Instructions for the task
Copy out the announcement of Miguel Cardona's nomination for Secretary of Education word for word, in full.

Excerpt to read

President-elect Biden Announces Dr. Miguel Cardona as Nominee for Secretary of Education (December 24, 2020)

On December 22, 2020, President-elect Joe Biden announced that Dr. Miguel A. Cardona, a former public school classroom teacher and the current Connecticut Education Commissioner, will be nominated to serve as the 12th Secretary of Education.

According top a press release, as states and school districts struggle to meet students’ needs due to the ongoing COVID-19 crisis, Dr. Cardona will make getting students of all ages and in every community back in the classroom safely a national priority — working with Congress and local, state, and tribal leaders to secure the funding and strong public health measures needed towards safely reopening the majority of schools within the first 100 days of the new administration. He will also strive to eliminate long-standing inequities and close racial and socioeconomic opportunity gaps — and expand access to community colleges, training, and public four-year colleges and universities to improve student success and grow a stronger, more prosperous, and more inclusive middle class.

Extracted entries
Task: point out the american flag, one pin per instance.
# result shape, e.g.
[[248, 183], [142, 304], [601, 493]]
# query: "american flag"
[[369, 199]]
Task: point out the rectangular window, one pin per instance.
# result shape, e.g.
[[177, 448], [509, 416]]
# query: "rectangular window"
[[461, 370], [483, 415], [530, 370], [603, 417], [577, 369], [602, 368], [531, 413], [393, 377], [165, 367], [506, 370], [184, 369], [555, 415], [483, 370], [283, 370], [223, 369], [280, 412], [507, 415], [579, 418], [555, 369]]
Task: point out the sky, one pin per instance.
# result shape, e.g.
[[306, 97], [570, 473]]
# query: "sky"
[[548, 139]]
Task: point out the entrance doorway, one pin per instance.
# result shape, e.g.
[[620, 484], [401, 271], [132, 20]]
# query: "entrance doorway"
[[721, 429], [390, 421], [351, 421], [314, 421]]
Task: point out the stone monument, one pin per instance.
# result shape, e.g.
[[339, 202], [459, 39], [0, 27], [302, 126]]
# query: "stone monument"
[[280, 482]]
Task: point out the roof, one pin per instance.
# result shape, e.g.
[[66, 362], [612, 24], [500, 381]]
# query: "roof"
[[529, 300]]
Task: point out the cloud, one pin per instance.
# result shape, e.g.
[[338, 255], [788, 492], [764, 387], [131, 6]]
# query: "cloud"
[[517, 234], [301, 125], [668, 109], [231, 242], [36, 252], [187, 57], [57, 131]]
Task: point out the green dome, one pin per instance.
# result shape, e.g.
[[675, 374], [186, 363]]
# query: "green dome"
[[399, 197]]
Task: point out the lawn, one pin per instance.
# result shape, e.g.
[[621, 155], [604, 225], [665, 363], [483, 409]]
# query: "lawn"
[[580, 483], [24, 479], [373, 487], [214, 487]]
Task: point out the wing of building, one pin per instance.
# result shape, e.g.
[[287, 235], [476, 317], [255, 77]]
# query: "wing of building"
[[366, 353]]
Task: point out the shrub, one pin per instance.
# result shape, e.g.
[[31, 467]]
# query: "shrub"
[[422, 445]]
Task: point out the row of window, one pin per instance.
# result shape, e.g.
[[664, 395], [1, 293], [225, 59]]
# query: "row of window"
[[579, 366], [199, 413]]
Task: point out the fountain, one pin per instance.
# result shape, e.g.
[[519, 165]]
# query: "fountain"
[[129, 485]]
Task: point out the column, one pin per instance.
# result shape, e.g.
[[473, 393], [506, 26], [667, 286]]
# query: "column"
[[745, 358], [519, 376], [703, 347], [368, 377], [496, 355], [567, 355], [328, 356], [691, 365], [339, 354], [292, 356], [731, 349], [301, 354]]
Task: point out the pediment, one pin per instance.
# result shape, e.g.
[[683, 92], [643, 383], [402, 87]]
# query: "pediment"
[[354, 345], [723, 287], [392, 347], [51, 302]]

Task answer
President-elect Biden Announces Dr. Miguel Cardona as Nominee for Secretary of Education (December 24, 2020)

On December 22, 2020, President-elect Joe Biden announced that Dr. Miguel A. Cardona, a former public school classroom teacher and the current Connecticut Education Commissioner, will be nominated to serve as the 12th Secretary of Education.

According top a press release, as states and school districts struggle to meet students’ needs due to the ongoing COVID-19 crisis, Dr. Cardona will make getting students of all ages and in every community back in the classroom safely a national priority — working with Congress and local, state, and tribal leaders to secure the funding and strong public health measures needed towards safely reopening the majority of schools within the first 100 days of the new administration. He will also strive to eliminate long-standing inequities and close racial and socioeconomic opportunity gaps — and expand access to community colleges, training, and public four-year colleges and universities to improve student success and grow a stronger, more prosperous, and more inclusive middle class.